[Region labeling records]
::::::::
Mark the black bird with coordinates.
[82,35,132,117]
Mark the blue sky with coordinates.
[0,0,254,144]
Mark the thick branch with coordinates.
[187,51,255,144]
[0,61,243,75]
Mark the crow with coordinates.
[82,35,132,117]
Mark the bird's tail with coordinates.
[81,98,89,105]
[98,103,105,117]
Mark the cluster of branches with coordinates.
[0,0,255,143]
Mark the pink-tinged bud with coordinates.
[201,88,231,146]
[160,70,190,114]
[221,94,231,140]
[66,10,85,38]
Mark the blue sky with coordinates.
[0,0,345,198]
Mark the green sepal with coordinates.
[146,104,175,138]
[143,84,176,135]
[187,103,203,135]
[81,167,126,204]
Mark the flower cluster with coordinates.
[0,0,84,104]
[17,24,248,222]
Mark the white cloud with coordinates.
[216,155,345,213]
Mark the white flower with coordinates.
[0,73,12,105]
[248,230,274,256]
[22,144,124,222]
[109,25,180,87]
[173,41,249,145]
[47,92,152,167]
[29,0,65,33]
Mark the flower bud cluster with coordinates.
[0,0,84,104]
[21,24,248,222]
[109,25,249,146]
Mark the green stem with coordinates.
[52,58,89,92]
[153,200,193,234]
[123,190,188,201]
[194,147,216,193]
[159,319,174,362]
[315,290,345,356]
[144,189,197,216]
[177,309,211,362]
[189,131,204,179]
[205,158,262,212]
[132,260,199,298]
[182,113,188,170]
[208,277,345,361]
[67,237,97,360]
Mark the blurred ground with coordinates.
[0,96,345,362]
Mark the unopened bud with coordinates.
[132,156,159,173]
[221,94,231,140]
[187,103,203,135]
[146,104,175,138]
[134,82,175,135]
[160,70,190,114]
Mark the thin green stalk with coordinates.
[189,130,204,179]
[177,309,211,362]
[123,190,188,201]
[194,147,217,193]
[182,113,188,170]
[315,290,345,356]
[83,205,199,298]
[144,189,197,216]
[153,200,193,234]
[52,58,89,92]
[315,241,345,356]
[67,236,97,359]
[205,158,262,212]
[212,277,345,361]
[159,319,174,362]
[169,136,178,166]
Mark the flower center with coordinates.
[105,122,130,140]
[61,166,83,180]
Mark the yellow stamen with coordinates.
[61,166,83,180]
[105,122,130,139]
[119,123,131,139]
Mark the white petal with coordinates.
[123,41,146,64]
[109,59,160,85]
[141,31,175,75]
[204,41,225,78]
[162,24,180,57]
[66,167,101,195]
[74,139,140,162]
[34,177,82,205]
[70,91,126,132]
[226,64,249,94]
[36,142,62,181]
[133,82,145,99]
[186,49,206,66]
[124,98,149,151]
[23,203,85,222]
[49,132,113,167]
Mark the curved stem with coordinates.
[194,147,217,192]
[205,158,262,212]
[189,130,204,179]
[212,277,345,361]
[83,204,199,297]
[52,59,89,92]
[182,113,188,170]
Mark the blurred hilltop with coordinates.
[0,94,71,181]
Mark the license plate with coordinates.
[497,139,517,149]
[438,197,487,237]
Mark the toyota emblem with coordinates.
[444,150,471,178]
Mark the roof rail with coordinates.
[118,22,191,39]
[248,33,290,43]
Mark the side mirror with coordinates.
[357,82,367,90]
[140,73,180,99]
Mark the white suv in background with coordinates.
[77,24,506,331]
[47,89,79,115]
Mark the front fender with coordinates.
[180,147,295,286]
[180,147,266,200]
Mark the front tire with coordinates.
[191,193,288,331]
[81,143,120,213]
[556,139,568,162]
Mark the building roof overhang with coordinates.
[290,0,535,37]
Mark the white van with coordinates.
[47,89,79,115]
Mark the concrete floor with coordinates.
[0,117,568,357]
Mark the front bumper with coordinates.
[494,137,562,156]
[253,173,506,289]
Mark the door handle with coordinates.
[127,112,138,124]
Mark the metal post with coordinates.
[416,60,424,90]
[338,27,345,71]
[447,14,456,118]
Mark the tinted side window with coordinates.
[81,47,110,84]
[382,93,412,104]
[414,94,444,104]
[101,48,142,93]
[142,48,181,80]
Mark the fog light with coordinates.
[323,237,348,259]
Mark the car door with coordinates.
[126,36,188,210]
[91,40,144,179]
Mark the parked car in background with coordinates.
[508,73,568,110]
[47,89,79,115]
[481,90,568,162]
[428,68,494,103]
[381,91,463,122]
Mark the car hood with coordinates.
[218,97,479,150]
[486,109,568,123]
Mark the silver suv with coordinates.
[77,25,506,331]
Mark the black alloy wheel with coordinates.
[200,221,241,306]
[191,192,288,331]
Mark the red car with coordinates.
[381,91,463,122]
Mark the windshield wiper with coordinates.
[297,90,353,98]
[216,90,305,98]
::::::::
▶ _Work to complete_
Could you return every line of the material above, leaving each character unchanged?

▶ _Exercise solution_
Mark the black bird with coordinates.
[82,35,132,117]
Mark the blue sky with coordinates.
[0,0,254,144]
Mark the thick branch with coordinates.
[187,51,255,144]
[0,61,243,75]
Mark the crow with coordinates.
[82,35,132,117]
Mark the bird's tail with coordinates.
[81,98,89,105]
[98,103,105,117]
Mark the cluster of branches with coordinates.
[0,0,255,143]
Mark the pink-tinged bud with coordinates.
[201,88,231,146]
[160,70,190,114]
[221,94,231,140]
[66,10,85,38]
Mark the blue sky with coordinates.
[0,0,345,198]
Mark the green sepal with coordinates.
[146,104,175,138]
[143,84,176,135]
[187,103,203,135]
[81,167,126,204]
Mark the flower cluster with coordinates.
[0,0,84,104]
[17,24,248,222]
Mark the white cloud with coordinates.
[216,155,345,213]
Mark the white flower with coordinates.
[0,73,12,105]
[248,230,274,256]
[22,144,124,222]
[109,25,180,87]
[173,41,249,145]
[47,92,152,167]
[29,0,65,33]
Mark the flower bud cluster with coordinates.
[0,0,84,104]
[21,24,248,222]
[109,25,249,146]
Mark the green stem with coordinates.
[52,58,89,92]
[153,200,193,234]
[123,190,188,201]
[194,147,216,193]
[159,319,174,362]
[315,290,345,356]
[144,189,197,216]
[177,309,211,362]
[189,131,204,179]
[205,158,262,212]
[132,260,199,298]
[182,113,188,170]
[208,277,345,361]
[67,237,97,360]
Mark the blurred ground with coordinates.
[0,96,345,362]
Mark the unopened bud with coordinates.
[132,156,159,173]
[221,94,231,140]
[187,103,203,135]
[146,104,175,138]
[134,82,175,135]
[160,70,190,114]
Mark the thin green stalk with coordinates.
[189,130,204,179]
[177,309,211,362]
[123,190,188,201]
[194,147,217,193]
[182,113,188,170]
[315,290,345,356]
[83,205,199,298]
[144,189,197,216]
[153,200,193,234]
[52,58,89,92]
[315,241,345,356]
[67,236,97,359]
[205,158,262,212]
[212,277,345,361]
[159,319,174,362]
[169,136,178,166]
Mark the flower center with coordinates.
[105,122,130,140]
[61,166,83,180]
Mark the yellow stamen with coordinates.
[61,166,83,180]
[105,122,130,139]
[119,123,131,139]
Mark the white petal with coordinates.
[123,41,146,64]
[109,59,160,85]
[141,31,175,75]
[204,41,225,78]
[162,24,180,57]
[66,167,101,195]
[74,139,140,162]
[34,177,82,205]
[70,91,126,132]
[226,64,249,94]
[36,142,62,181]
[133,82,145,99]
[186,49,206,66]
[124,98,149,151]
[23,203,85,222]
[49,132,113,167]
Mark the curved stem with coordinates.
[194,147,217,192]
[205,158,262,212]
[189,130,204,179]
[212,277,345,361]
[83,204,199,297]
[52,59,89,92]
[182,113,188,170]
Mark the blurred hilltop with coordinates.
[0,94,71,181]
Mark the license plate with coordinates.
[497,139,517,149]
[438,197,487,237]
Mark the toyota emblem with coordinates.
[444,150,471,178]
Mark the roof rail with coordinates.
[118,22,191,39]
[248,33,290,43]
Mark the side mirror with coordinates.
[357,82,367,90]
[140,73,180,99]
Mark the white suv in background with coordinates.
[77,24,506,331]
[47,89,79,115]
Mark the front fender with coordinates.
[180,147,295,286]
[180,147,266,200]
Mark the front tire with coordinates.
[191,193,288,331]
[81,143,120,213]
[556,139,568,162]
Mark the building roof overhang with coordinates.
[290,0,535,37]
Mark the white van with coordinates.
[47,89,79,115]
Mark the concrete floor with coordinates.
[0,117,568,357]
Mark the front bumper with coordinates.
[494,137,562,156]
[253,173,506,289]
Mark the door handle with coordinates.
[127,112,138,124]
Mark the metal post with coordinates.
[416,60,424,90]
[338,27,345,71]
[447,14,456,118]
Mark the tinted side window with coordinates.
[81,47,110,84]
[382,93,412,104]
[414,94,444,104]
[101,48,142,93]
[142,48,181,80]
Mark the fog light with coordinates.
[323,237,348,259]
Mark the car door with coordinates.
[126,36,188,210]
[91,40,144,179]
Mark the parked car in background with coordinates.
[508,73,568,110]
[47,89,79,115]
[481,90,568,162]
[428,68,494,103]
[381,91,463,122]
Mark the car hood with coordinates.
[218,97,479,150]
[486,109,568,123]
Mark the silver suv with coordinates.
[77,25,506,331]
Mark the black alloy wheel with coordinates.
[200,221,241,306]
[191,192,288,331]
Mark the red car with coordinates.
[381,91,463,122]
Mark the windshield wiper with coordinates.
[297,90,353,98]
[216,90,305,98]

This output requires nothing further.